REQUIREMENTS: Copy out the records starting at the line that contains "In this exercise you will locate the face" and ending at the line that contains "point(255, 275)", both lines included and the requests kept as they are. In each answer, shift both point coordinates up by 57.

SOURCE MATERIAL:
━━━━━━━━━━━━━━━━
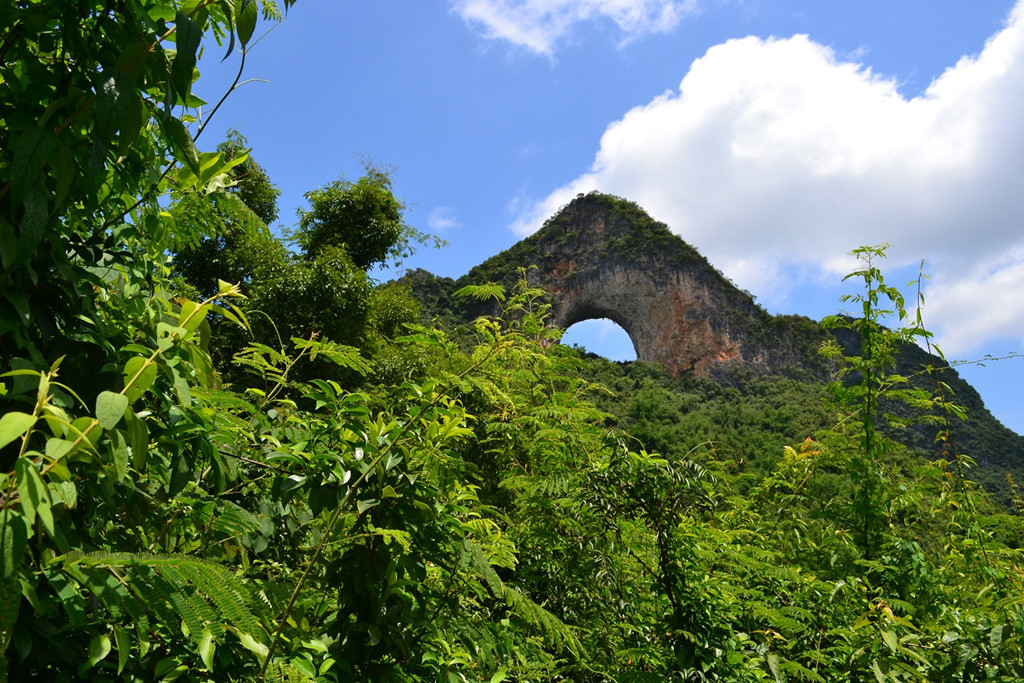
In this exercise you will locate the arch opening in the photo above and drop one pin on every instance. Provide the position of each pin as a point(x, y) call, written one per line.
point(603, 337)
━━━━━━━━━━━━━━━━
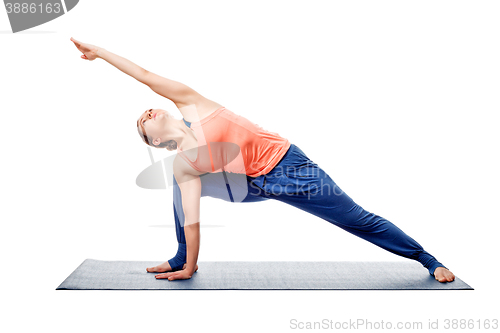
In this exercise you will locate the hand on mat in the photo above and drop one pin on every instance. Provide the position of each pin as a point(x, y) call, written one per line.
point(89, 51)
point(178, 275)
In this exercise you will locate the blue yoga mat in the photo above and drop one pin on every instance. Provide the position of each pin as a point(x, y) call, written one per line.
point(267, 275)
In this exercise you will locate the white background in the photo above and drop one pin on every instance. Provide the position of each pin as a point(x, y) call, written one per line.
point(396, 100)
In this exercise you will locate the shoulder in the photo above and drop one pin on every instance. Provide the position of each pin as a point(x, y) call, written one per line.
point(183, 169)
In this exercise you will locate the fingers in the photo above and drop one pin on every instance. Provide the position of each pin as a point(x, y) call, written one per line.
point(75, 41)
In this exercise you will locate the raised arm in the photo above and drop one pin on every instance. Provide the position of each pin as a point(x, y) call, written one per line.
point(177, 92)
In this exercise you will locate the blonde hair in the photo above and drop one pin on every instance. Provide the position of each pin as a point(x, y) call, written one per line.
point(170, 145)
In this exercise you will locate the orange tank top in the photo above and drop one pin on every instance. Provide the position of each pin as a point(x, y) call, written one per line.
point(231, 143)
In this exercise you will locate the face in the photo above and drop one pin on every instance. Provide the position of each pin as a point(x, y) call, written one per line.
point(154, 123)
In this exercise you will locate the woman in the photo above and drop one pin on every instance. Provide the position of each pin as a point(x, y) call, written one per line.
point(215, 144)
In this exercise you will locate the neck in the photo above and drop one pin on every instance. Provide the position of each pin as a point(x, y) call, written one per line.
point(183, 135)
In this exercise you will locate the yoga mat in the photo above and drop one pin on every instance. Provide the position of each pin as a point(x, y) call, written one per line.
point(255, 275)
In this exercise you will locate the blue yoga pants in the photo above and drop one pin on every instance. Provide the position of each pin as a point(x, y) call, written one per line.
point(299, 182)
━━━━━━━━━━━━━━━━
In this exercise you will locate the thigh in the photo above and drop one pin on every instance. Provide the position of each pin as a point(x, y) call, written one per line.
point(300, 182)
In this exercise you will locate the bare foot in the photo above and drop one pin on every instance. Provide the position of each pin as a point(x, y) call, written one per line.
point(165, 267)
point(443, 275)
━━━━━━━━━━━━━━━━
RESULT FOR THIS TASK:
In this exercise you will locate the face in the photo above and drop one pin on every instance. Provide the position of each pin as a point(x, y) call, written one per line.
point(211, 180)
In this exercise you will locate the woman in the photo above and drop one pin on every instance. Provide the position of each pin as a point(x, y) call, written one per line.
point(272, 201)
In this exercise you will locate the neck in the photo above and drop one pin on every instance. Provide the position of each pin as a point(x, y) call, written one per line.
point(240, 192)
In this exercise you will locate the yoga mat in the photo above and drop one pin on every instance. Provide the position of each pin as a point(x, y) call, written one per line.
point(312, 332)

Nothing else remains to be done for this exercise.